- **Work required**: Please transcribe the records precisely; pictures stay out of your copy.
*** Opening of Data supplied ***
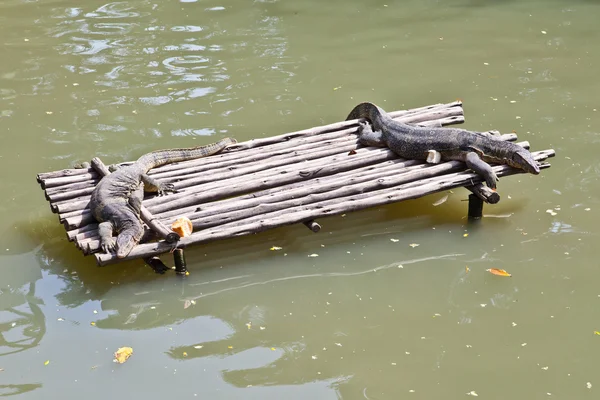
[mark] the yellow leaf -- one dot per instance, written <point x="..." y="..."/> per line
<point x="499" y="272"/>
<point x="182" y="226"/>
<point x="122" y="354"/>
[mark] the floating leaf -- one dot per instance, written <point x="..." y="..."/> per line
<point x="182" y="226"/>
<point x="499" y="272"/>
<point x="440" y="201"/>
<point x="122" y="354"/>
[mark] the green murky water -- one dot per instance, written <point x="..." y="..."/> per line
<point x="371" y="317"/>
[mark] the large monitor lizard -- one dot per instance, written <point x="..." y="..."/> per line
<point x="476" y="149"/>
<point x="117" y="199"/>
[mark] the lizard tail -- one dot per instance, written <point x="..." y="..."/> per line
<point x="162" y="157"/>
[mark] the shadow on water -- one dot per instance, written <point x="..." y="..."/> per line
<point x="85" y="281"/>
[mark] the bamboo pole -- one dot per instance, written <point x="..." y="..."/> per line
<point x="452" y="112"/>
<point x="319" y="193"/>
<point x="318" y="210"/>
<point x="246" y="183"/>
<point x="233" y="209"/>
<point x="63" y="173"/>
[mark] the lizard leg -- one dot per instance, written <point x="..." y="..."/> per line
<point x="482" y="168"/>
<point x="152" y="185"/>
<point x="129" y="237"/>
<point x="107" y="242"/>
<point x="369" y="137"/>
<point x="135" y="199"/>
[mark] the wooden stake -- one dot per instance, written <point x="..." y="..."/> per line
<point x="475" y="207"/>
<point x="312" y="225"/>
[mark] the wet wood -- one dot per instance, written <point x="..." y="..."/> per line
<point x="318" y="210"/>
<point x="268" y="182"/>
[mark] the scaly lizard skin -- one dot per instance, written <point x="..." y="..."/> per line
<point x="415" y="142"/>
<point x="117" y="199"/>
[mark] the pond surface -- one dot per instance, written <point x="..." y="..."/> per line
<point x="371" y="317"/>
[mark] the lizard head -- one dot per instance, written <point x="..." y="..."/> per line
<point x="125" y="243"/>
<point x="523" y="159"/>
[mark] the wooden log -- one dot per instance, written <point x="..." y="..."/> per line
<point x="454" y="115"/>
<point x="53" y="182"/>
<point x="484" y="193"/>
<point x="337" y="180"/>
<point x="58" y="178"/>
<point x="70" y="187"/>
<point x="145" y="215"/>
<point x="72" y="234"/>
<point x="66" y="207"/>
<point x="320" y="193"/>
<point x="223" y="206"/>
<point x="475" y="207"/>
<point x="63" y="173"/>
<point x="227" y="206"/>
<point x="323" y="209"/>
<point x="312" y="225"/>
<point x="70" y="194"/>
<point x="270" y="178"/>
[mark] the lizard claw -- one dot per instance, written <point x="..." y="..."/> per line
<point x="108" y="245"/>
<point x="491" y="180"/>
<point x="165" y="188"/>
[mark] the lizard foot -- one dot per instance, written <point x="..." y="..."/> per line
<point x="491" y="179"/>
<point x="108" y="245"/>
<point x="164" y="188"/>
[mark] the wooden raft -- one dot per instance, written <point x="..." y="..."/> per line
<point x="270" y="182"/>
*** Close of Data supplied ***
- **Exercise output**:
[mark] the yellow leaf -- one dot per instance, written <point x="..." y="..."/> per line
<point x="499" y="272"/>
<point x="182" y="226"/>
<point x="122" y="354"/>
[mark] the floating leaf -- one dot per instance, written <point x="..." y="..."/> per line
<point x="182" y="226"/>
<point x="499" y="272"/>
<point x="440" y="201"/>
<point x="122" y="354"/>
[mark] the green murky water -- one dot per instance, written <point x="..." y="..."/> per line
<point x="371" y="317"/>
[mark] the large monitor lizard -- one dot per instance, written <point x="..." y="..."/> per line
<point x="476" y="149"/>
<point x="117" y="199"/>
[mark] the lizard tail -- one dot per instance, written <point x="..." y="..."/> per line
<point x="162" y="157"/>
[mark] the shadow on water -- one dot per instance, written <point x="..." y="..."/> per line
<point x="85" y="281"/>
[mark] the bamboo pole -- one dot per instance, written <point x="..." y="..."/> per line
<point x="452" y="112"/>
<point x="319" y="193"/>
<point x="318" y="210"/>
<point x="246" y="183"/>
<point x="233" y="209"/>
<point x="63" y="173"/>
[mark] the lizard leg -- one dot per instance, written <point x="..." y="..."/> per line
<point x="482" y="168"/>
<point x="152" y="185"/>
<point x="129" y="237"/>
<point x="107" y="242"/>
<point x="369" y="137"/>
<point x="135" y="199"/>
[mark] the wooden stake -- one dot per instance, written <point x="..." y="..."/> per line
<point x="475" y="207"/>
<point x="312" y="225"/>
[mark] the wet wood -- one dot per instance, written <point x="..." y="..."/> per line
<point x="318" y="210"/>
<point x="268" y="182"/>
[mark] the scaly lizard skin -- one dot per instance, written <point x="..." y="..."/> per line
<point x="415" y="142"/>
<point x="117" y="199"/>
[mark] the pond surface -- one dot per instance, written <point x="..." y="..."/> per line
<point x="371" y="317"/>
[mark] the lizard head -- one dot per instance, written <point x="..." y="..."/> per line
<point x="125" y="243"/>
<point x="523" y="159"/>
[mark] the wooden log -- one dot per instance, written <point x="..." y="..."/> per line
<point x="454" y="115"/>
<point x="53" y="182"/>
<point x="484" y="193"/>
<point x="337" y="180"/>
<point x="58" y="178"/>
<point x="70" y="187"/>
<point x="145" y="215"/>
<point x="72" y="234"/>
<point x="66" y="207"/>
<point x="320" y="193"/>
<point x="223" y="206"/>
<point x="475" y="207"/>
<point x="63" y="173"/>
<point x="227" y="206"/>
<point x="323" y="209"/>
<point x="312" y="225"/>
<point x="70" y="194"/>
<point x="270" y="178"/>
[mark] the lizard claw -- one dot per instance, written <point x="..." y="..."/> per line
<point x="108" y="245"/>
<point x="491" y="180"/>
<point x="165" y="188"/>
[mark] the lizard foot -- one dot per instance, written <point x="..." y="..."/> per line
<point x="491" y="179"/>
<point x="108" y="245"/>
<point x="164" y="188"/>
[mark] the wooden raft -- one dot per instance, written <point x="..." y="..."/> per line
<point x="270" y="182"/>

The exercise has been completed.